> _REQUEST_: Please write out exactly the lines that begin at the line containing "Worker instructions: the category to annotate is white window" and run to the end of the records.

> _LISTED RECORDS_:

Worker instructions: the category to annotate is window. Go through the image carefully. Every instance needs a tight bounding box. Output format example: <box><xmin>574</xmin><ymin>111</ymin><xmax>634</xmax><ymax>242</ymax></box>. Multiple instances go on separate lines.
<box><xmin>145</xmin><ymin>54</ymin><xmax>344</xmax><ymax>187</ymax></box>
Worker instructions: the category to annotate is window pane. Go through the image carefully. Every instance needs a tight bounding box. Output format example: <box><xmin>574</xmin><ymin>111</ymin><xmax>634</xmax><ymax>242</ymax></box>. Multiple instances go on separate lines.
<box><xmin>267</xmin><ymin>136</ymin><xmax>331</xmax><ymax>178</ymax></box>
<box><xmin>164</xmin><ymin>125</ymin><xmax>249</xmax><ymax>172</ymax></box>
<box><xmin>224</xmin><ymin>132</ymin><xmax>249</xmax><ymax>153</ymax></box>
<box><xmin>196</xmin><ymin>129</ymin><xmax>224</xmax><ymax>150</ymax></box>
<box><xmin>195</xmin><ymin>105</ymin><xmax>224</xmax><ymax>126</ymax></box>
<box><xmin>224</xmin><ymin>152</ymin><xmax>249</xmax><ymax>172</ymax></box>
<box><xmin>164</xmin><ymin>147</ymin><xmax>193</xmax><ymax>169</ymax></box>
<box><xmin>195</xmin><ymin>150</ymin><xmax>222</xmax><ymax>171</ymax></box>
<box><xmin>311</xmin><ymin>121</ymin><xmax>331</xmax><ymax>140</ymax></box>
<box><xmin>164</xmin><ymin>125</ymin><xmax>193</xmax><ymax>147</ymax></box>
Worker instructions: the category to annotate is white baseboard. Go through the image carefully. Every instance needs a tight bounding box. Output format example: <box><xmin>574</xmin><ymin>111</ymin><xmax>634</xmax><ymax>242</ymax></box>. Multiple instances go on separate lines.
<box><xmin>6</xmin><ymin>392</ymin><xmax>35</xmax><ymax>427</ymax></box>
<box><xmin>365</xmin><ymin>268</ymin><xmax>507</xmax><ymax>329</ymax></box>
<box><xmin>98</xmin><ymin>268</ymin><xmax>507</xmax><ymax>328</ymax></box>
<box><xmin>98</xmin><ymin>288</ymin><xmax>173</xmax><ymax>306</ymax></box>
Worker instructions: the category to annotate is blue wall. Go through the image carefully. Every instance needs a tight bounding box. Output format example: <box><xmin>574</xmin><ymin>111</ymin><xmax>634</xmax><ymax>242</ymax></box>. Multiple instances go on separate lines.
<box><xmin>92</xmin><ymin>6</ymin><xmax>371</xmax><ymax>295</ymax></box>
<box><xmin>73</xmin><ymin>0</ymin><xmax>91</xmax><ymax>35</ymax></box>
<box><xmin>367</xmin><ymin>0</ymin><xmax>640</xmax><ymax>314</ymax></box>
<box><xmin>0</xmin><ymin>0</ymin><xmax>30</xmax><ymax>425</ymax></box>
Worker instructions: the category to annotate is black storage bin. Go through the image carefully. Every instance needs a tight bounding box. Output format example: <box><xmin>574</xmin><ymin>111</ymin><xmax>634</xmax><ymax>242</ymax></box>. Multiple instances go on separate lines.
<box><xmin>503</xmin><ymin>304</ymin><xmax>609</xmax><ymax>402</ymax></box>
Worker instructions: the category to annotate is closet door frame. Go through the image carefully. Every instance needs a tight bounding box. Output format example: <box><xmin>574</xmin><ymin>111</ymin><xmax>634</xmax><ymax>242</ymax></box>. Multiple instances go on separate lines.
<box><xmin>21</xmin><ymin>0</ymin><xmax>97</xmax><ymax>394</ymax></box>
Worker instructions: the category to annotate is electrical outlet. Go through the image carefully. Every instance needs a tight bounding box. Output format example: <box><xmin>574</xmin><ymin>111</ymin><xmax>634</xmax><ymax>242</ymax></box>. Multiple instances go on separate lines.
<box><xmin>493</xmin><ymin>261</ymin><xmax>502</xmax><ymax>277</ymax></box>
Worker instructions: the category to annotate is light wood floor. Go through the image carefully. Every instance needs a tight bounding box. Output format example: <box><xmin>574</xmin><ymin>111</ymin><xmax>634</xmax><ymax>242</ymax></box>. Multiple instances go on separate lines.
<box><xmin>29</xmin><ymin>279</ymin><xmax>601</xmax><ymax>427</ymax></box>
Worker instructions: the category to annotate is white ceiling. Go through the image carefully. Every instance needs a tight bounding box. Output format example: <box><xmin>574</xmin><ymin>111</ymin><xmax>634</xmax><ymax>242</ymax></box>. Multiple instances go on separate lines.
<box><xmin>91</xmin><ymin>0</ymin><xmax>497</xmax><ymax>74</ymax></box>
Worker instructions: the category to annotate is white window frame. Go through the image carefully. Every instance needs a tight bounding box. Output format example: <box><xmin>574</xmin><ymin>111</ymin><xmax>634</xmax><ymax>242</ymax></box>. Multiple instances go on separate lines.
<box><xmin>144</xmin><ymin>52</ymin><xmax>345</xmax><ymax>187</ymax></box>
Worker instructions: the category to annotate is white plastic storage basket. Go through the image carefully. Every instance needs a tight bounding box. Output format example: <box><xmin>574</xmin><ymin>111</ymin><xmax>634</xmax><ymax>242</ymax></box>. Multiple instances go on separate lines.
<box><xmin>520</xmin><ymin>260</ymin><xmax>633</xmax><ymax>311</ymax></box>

> _COMPLETE RESPONSE_:
Worker instructions: the category to annotate is white window frame. Go through the image carefully. Every instance needs a tight bounding box. Output format example: <box><xmin>574</xmin><ymin>111</ymin><xmax>634</xmax><ymax>242</ymax></box>. Multiple instances go on separate lines.
<box><xmin>144</xmin><ymin>52</ymin><xmax>345</xmax><ymax>187</ymax></box>
Worker instructions: the category to annotate is white plastic storage basket. Go through the image carefully. Every instance needs a tight bounding box. Output format example: <box><xmin>574</xmin><ymin>111</ymin><xmax>634</xmax><ymax>242</ymax></box>. Multiple instances go on separate lines.
<box><xmin>520</xmin><ymin>260</ymin><xmax>633</xmax><ymax>311</ymax></box>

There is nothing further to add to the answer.